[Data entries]
——

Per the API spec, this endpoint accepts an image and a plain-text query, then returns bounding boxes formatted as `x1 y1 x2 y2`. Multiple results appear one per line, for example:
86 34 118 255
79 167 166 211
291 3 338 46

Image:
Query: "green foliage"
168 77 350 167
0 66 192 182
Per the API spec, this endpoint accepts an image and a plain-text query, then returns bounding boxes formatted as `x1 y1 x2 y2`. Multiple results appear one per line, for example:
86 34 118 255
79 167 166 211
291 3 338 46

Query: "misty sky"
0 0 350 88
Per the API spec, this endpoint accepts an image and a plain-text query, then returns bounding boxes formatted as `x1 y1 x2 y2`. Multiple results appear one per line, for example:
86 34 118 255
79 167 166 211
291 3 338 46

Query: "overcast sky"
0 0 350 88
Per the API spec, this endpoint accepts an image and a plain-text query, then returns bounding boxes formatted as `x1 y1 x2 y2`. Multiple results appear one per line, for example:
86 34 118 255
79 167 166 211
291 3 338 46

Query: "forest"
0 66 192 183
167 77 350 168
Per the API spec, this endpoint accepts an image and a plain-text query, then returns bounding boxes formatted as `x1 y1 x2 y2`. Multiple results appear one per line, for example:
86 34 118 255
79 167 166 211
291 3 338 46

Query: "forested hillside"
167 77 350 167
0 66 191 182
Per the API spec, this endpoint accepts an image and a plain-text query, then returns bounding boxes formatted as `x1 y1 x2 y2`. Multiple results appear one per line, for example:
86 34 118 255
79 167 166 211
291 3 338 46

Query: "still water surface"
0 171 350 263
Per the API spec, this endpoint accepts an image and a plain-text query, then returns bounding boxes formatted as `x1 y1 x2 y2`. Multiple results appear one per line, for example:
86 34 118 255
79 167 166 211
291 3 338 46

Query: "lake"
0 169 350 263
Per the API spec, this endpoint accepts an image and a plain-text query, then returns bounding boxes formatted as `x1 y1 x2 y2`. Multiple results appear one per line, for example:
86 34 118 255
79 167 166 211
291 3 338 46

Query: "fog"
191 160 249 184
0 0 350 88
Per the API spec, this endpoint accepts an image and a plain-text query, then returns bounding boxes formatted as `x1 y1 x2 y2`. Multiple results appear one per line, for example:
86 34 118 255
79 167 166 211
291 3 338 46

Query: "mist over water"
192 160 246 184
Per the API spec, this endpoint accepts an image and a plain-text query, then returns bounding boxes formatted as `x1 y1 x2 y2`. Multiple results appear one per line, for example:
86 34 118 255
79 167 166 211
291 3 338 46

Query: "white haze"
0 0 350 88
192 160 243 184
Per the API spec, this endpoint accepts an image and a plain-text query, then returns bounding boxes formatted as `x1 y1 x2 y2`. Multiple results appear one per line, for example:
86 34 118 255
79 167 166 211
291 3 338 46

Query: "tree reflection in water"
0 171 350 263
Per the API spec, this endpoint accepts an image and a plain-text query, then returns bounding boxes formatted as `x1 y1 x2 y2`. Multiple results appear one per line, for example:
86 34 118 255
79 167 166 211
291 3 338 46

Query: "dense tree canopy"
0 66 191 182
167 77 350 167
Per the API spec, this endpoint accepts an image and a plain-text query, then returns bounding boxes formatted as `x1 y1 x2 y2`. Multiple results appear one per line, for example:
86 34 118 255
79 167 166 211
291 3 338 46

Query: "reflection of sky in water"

——

## Task prompt
Pick out every line in the records that contains the word "tree", matching case exactly.

## Response
Query: "tree reflection in water"
Query: "dense tree canopy"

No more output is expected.